**Records:**
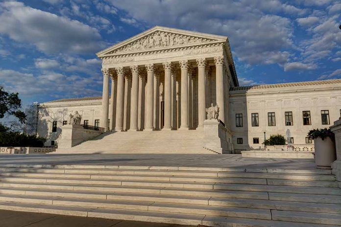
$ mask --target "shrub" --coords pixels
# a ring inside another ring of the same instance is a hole
[[[271,135],[270,138],[266,139],[263,142],[266,146],[274,145],[285,145],[285,138],[280,134]]]

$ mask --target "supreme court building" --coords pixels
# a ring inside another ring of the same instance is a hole
[[[221,153],[209,147],[214,140],[222,151],[238,153],[262,149],[265,136],[288,130],[291,143],[309,149],[308,131],[341,116],[340,79],[240,87],[225,36],[157,26],[97,54],[102,61],[102,97],[37,107],[36,132],[48,138],[47,145],[58,144],[61,128],[76,111],[82,124],[107,133],[97,143],[73,149],[102,145],[127,152],[169,146],[169,152]],[[207,119],[211,106],[218,107],[218,119]]]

**To do:**
Reproduce all of the lines above character for character, leaving out the pictures.

**Answer for the task:**
$ mask --target "shrub" --coords pixels
# a ring inside another ring of the same instance is a hole
[[[271,135],[270,138],[266,139],[263,142],[266,146],[274,145],[285,145],[285,138],[280,134]]]

$ mask --target "supreme court building" --coords pixels
# a ring inside another ring of the same instance is a hole
[[[221,153],[209,147],[214,140],[222,151],[238,153],[262,149],[265,136],[288,130],[291,143],[309,149],[308,131],[341,116],[340,79],[240,87],[225,36],[157,26],[97,54],[102,61],[102,97],[37,107],[36,132],[48,138],[47,145],[58,144],[61,128],[76,111],[82,124],[107,133],[97,143],[73,149],[102,145],[127,152],[169,146],[169,152]],[[207,119],[211,106],[218,107],[218,119]]]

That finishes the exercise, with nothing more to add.